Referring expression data
********************
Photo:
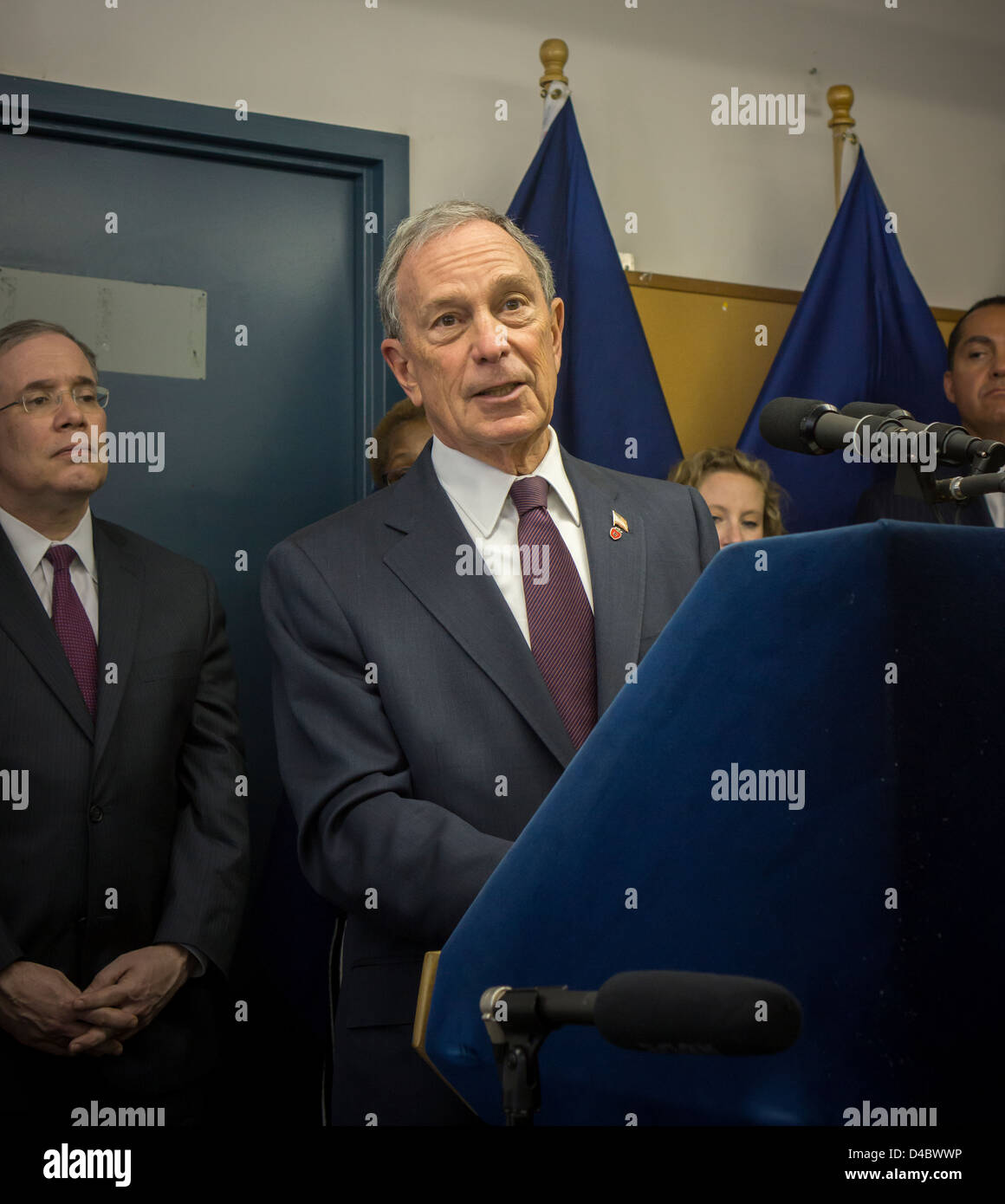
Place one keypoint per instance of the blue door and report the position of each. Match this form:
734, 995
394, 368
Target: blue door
281, 224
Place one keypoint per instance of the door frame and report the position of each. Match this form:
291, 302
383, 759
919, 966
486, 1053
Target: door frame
376, 163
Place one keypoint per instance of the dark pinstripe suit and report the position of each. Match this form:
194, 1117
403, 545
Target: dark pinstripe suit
139, 803
393, 783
********************
Word for word, return all the entries and skip their pictures.

▶ **Response to the task**
Photo:
Place one keypoint per instance of the blue door and report the position of each. Match this form:
734, 995
394, 368
Target: blue door
281, 224
Place one keypoint per instance of the door frame and report the position of each. Match this form:
291, 302
383, 759
919, 966
486, 1053
Target: door frame
376, 163
Place one keypoint per instance of the dark pinstripe suit and report the position of each. Match this form:
194, 1117
403, 545
Target: dark pinstripe suit
139, 803
393, 783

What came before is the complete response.